TASK INSTRUCTIONS:
1. Answer these from the text about Cooper Owens:
(a) Between which years was the Tuskegee study conducted?
(b) What does Cooper Owens advise expectant mothers to search online for?
(c) In what month and year did the CDC declare racism a medical emergency?
2. Transcribe the part of the text about Cooper Owens that opens with the words containing "For their part, Cooper" and closes with "options, if possible.".

EXERCISE TEXT:

* * * * * * * * *

Cooper Owens wants to help medical professionals understand that it is important to recognize their patients’ cultural nuances while treating each one with respect and care. That starts with understanding the heinous acts that occurred in the past, including the Tuskegee Experiment. The study conducted by the government between 1932 and 1972 left a group of African-American men with syphilis untreated and caused more than 100 to die. “We should recognize that certain groups of people might be mistrustful of the medical field, not because they are superstitious and ignorant, but because they have a long history that spans centuries of them being exploited and used,” she says.
Cooper Owens has found that her audience has been relatively amenable to hearing what she has to say, something she believes can lead to an unshackling from the transgressions of the past. “It’s kind of hard to not act upon the harmful and damaging statistics with regards to Black women and Black birthing people. Every school or university where I’ve been called, is in a state that has dismal figures when it comes to the birthing crisis with Black people. So everybody is now jumping on the bandwagon to see how they can turn the tide.”
For their part, Cooper Owens believes that mothers should feel empowered to advocate for themselves in their doctor’s office. She advises expectant mothers to search online for a list of common questions for doctors during prenatal visits. “You should ask someone you trust who is not afraid to ask questions to go with you, even if they are on the phone,” she says. She adds that expectant mothers should explore doulas and midwives as options, if possible.
Despite all of the challenges, Cooper Owens remains hopeful. She believes that decades of advocacy are finally beginning to bear fruit. As hospitals begin to partner with doula organizations and more women of color choose to become midwives and doulas, she believes that Black women will have more allies in the birthing space. But one of the biggest steps forward, Cooper Owens believes, occurred in April 2021 when the CDC declared racism a medical emergency. She believes this acknowledgment by the government is a sign that conditions will improve. “COVID-19 was the great mirror,” she says. “It revealed medical racism in ways that hospitals, doctors, and public health officials could not deny.”

* * * * * * * * *

Saved entries:
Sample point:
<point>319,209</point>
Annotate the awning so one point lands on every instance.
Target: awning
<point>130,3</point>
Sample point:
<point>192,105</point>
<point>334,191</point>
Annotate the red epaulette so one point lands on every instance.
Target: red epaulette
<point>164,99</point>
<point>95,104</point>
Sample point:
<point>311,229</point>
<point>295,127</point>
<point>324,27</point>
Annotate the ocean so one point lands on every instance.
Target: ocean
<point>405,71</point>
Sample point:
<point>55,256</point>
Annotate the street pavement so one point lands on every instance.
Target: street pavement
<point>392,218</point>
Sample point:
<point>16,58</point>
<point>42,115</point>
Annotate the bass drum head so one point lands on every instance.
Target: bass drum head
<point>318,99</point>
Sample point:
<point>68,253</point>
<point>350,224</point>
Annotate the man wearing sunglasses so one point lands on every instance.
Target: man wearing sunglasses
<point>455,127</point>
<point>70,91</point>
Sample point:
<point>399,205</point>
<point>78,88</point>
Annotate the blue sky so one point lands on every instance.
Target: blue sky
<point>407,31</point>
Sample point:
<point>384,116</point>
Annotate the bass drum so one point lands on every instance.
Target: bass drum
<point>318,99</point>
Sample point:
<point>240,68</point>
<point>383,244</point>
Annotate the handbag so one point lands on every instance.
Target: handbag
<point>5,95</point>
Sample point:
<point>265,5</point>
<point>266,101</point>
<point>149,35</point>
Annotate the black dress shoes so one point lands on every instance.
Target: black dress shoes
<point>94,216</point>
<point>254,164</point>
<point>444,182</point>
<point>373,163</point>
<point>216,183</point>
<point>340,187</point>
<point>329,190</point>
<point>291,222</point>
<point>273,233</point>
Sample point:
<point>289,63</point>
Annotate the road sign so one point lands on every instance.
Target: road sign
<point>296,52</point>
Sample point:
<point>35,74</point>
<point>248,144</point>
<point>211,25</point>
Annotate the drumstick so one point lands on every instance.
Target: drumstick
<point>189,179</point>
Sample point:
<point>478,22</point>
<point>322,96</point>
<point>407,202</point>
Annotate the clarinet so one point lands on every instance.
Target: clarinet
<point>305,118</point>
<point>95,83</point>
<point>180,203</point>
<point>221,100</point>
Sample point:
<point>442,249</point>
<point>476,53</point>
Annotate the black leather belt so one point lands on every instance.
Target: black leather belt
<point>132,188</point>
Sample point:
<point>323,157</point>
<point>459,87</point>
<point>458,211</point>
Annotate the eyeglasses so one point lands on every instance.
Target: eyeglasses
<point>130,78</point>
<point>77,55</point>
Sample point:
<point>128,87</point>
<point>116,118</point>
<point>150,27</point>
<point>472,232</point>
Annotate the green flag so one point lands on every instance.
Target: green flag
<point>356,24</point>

* * * * * * * * *

RESULTS FOR THE EXERCISE:
1.
(a) Between 1932 and 1972.
(b) A list of common questions for doctors during prenatal visits.
(c) April 2021.

2.
For their part, Cooper Owens believes that mothers should feel empowered to advocate for themselves in their doctor’s office. She advises expectant mothers to search online for a list of common questions for doctors during prenatal visits. “You should ask someone you trust who is not afraid to ask questions to go with you, even if they are on the phone,” she says. She adds that expectant mothers should explore doulas and midwives as options, if possible.